» Excerpt:
Nima Wangdi 

Foreign ministry’s passport division has been issuing travel documents in place of passports since August 20 after they ran out of passport booklets. The division expects the booklets to arrive by October.

Chief of passport division Tshewang Dorji T said that the stock might arrive even earlier.

The travel document is similar to a passport in shape and size but it is green. It is usually issued to those without citizenship identity cards for travel overseas.

Tshewang Dorji T said that the validity of the travel document was five years while it is 10 years for ordinary passport. “This is because a travel document has only 32 pages while a passport has 64.”

He said all the missions, embassies, airlines and government agencies have been informed about the interim arrangement. Travel document is recognised internationally and the fee to obtain both is same, Nu 1,000 a booklet.

The division has over 16,000 of the green booklets and could last about seven months going by the current rate of passports issued every month for the past three months.

A woman, who works in Europe, said that her passport expired recently. If she gets a new one today she has to take the travel document. “It could be a problem to come back in five years to renew the document.”

Why the shortage? 

Tshewang Dorji T said that the sudden rise in the number of passport applicants led to the shortage of the booklets. The division issued over 19,000 ordinary passports to date since the lockdown relaxation began.

“It should have lasted for one and a half years if we go by the rate of passports issued before the pandemic,” the chief said. “The demand suddenly increased after the last relaxation.”

He said the division started processing for the stock in April following the sudden rise in the demand. “But due to the complicated security processes involved, it took time.”

The booklets are printed in Germany.

» The task: According to the passport report, how long is the travel document valid? The rows that come next have nothing to do with the passport report.

Items from a dataset

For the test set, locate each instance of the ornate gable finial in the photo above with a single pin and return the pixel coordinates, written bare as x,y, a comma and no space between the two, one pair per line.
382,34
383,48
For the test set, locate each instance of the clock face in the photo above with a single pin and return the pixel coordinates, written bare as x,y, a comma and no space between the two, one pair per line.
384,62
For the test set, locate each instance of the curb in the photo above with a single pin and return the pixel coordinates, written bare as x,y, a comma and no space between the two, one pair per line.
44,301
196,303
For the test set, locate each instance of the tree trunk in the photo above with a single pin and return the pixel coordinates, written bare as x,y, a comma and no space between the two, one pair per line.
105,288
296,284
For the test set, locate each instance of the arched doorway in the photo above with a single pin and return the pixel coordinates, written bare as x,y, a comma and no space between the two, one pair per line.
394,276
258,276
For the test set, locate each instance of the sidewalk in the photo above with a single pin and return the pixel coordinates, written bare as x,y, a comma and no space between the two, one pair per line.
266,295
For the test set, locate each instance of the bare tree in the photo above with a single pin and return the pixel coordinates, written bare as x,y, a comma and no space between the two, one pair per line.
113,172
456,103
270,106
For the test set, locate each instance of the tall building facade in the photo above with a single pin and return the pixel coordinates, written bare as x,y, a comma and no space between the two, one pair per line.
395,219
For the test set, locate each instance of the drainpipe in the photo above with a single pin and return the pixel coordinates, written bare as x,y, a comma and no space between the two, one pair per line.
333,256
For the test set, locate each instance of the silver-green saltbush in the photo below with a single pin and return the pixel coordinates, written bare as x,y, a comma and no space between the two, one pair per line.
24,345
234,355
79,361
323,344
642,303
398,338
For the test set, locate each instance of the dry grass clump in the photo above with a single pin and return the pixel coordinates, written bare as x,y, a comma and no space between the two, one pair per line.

» Answer box: Five years.